Given data.

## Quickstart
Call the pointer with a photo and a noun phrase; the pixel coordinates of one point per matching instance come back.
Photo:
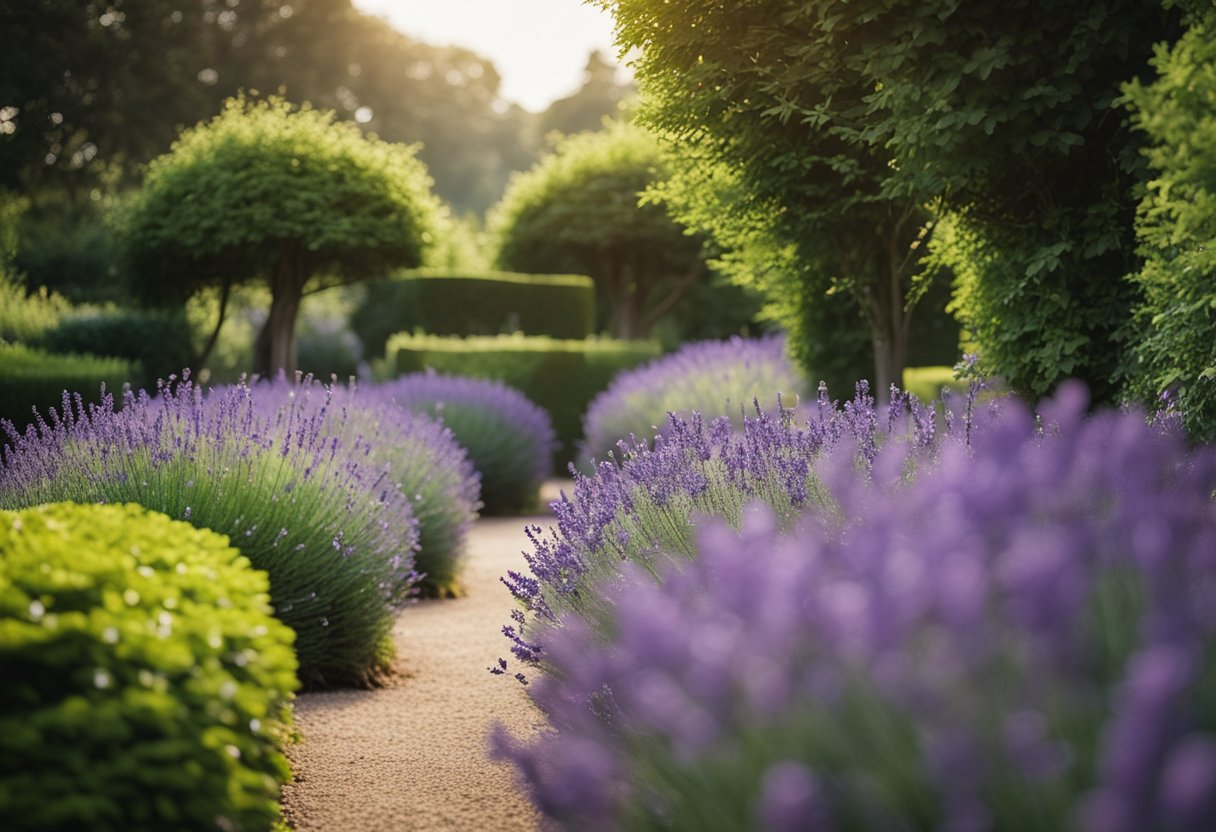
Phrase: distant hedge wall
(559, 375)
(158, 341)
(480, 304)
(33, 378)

Your goal. In your copy, repeat each record exactly and include no pictures.

Finished answer.
## Quickstart
Call the pointer with a photo and a noun phrase; the pixel coordinates of one point per matching instance come back.
Photo:
Phrase: distant hedge wall
(559, 375)
(158, 341)
(480, 304)
(33, 378)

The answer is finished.